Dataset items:
>> BEGIN
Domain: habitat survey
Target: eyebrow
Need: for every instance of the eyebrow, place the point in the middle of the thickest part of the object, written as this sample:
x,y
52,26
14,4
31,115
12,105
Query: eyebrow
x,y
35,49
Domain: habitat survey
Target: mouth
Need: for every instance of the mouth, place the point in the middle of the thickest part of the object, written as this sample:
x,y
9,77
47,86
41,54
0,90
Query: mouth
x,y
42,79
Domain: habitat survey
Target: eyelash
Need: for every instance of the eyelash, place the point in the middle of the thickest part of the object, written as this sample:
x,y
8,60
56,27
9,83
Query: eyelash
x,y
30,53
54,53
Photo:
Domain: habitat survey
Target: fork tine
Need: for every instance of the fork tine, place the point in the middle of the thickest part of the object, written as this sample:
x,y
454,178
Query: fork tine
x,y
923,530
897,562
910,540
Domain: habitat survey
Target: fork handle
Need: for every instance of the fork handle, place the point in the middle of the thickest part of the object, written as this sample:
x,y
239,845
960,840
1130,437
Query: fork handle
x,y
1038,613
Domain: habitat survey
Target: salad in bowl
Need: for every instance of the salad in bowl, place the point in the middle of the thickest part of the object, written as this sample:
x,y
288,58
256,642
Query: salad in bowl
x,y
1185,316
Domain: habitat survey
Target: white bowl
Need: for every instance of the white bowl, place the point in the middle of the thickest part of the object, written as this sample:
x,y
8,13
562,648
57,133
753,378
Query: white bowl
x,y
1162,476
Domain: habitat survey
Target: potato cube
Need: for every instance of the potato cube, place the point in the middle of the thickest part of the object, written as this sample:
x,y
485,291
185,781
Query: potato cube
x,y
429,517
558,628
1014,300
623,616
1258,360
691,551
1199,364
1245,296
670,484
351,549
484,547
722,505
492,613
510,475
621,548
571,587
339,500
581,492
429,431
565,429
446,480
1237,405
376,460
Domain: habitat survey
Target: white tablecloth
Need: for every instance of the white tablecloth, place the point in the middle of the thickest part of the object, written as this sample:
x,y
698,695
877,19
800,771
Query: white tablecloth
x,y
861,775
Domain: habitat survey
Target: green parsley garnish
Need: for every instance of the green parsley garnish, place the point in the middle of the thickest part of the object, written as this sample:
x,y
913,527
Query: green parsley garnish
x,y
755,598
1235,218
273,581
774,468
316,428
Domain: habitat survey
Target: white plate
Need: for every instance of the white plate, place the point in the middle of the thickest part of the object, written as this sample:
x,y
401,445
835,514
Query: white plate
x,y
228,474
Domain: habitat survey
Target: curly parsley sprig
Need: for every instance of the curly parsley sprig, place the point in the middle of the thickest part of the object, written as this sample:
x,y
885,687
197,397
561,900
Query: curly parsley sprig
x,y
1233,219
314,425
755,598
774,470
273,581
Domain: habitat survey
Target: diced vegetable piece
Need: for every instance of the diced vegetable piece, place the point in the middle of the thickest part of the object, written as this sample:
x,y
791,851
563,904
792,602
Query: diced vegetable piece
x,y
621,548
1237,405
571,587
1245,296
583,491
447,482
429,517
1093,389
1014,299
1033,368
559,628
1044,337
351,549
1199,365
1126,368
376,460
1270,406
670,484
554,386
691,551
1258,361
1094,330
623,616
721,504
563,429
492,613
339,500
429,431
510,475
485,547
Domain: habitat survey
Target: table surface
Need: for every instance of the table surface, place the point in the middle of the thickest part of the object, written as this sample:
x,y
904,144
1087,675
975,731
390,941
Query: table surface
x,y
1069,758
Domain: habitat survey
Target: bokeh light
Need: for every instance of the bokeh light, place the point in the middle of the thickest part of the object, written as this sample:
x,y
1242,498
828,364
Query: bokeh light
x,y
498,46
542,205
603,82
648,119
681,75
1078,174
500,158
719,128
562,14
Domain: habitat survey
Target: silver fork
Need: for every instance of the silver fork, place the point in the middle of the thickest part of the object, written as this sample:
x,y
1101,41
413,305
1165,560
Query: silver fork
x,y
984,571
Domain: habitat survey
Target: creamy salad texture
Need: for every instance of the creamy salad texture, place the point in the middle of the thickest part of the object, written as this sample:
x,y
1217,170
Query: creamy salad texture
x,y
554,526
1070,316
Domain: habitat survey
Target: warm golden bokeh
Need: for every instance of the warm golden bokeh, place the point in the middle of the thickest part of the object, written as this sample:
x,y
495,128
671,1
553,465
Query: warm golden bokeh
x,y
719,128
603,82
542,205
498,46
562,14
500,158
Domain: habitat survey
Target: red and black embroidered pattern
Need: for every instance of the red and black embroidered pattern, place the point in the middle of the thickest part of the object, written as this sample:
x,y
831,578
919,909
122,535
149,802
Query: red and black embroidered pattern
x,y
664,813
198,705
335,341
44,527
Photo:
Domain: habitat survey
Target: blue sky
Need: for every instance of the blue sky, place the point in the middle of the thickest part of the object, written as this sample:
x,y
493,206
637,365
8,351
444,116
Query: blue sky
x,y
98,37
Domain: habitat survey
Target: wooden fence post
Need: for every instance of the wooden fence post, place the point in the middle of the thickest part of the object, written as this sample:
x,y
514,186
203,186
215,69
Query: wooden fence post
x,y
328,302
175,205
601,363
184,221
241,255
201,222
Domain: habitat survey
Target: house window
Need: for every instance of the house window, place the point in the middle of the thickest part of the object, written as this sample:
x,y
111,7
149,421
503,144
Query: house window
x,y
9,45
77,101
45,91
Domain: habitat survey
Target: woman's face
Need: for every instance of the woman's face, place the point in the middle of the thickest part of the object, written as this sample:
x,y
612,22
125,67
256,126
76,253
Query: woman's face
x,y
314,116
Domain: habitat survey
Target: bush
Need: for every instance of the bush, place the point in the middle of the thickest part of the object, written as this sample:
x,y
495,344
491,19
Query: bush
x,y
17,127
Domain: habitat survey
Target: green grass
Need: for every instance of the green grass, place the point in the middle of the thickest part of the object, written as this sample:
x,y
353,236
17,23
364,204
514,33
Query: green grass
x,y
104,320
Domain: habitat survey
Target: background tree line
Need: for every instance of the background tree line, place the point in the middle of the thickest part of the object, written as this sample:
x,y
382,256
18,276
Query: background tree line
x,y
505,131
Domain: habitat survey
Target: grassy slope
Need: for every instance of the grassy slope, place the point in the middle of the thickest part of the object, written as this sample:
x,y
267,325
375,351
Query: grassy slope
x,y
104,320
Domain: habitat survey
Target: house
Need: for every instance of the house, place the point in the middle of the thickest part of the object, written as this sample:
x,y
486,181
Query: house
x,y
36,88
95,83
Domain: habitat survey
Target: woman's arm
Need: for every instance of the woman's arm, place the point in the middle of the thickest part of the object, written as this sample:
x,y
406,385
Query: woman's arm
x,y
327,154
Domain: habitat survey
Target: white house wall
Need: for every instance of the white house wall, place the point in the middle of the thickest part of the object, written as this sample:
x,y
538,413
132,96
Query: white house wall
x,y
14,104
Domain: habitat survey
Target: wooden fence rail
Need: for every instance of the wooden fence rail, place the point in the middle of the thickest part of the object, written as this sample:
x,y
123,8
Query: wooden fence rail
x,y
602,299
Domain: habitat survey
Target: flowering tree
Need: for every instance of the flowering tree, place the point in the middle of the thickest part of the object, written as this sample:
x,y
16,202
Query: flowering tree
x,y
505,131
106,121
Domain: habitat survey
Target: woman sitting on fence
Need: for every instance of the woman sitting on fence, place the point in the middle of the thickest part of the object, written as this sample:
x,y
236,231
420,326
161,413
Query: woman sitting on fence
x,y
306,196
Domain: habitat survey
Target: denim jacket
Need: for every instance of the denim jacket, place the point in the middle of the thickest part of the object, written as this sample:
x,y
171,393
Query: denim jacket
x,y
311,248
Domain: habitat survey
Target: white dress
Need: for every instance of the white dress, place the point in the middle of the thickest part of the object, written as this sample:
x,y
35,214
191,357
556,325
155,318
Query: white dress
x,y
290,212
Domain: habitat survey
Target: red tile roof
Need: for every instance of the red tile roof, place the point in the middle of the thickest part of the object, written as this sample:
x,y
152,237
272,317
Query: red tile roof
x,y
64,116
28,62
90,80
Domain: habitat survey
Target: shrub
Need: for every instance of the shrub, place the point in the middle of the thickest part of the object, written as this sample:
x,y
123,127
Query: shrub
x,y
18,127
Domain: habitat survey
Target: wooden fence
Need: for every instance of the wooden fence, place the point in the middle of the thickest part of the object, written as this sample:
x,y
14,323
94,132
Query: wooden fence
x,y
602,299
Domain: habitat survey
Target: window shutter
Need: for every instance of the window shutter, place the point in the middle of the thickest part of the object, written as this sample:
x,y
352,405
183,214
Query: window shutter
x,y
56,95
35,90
>> END
Pick out each line of the records above that contains the word "roof", and copy those lines.

» Reply:
Target: red tile roof
Need: for every instance of the red tile roof, place the point in the middle of the thickest part of the object, written as this sample:
Query: red tile roof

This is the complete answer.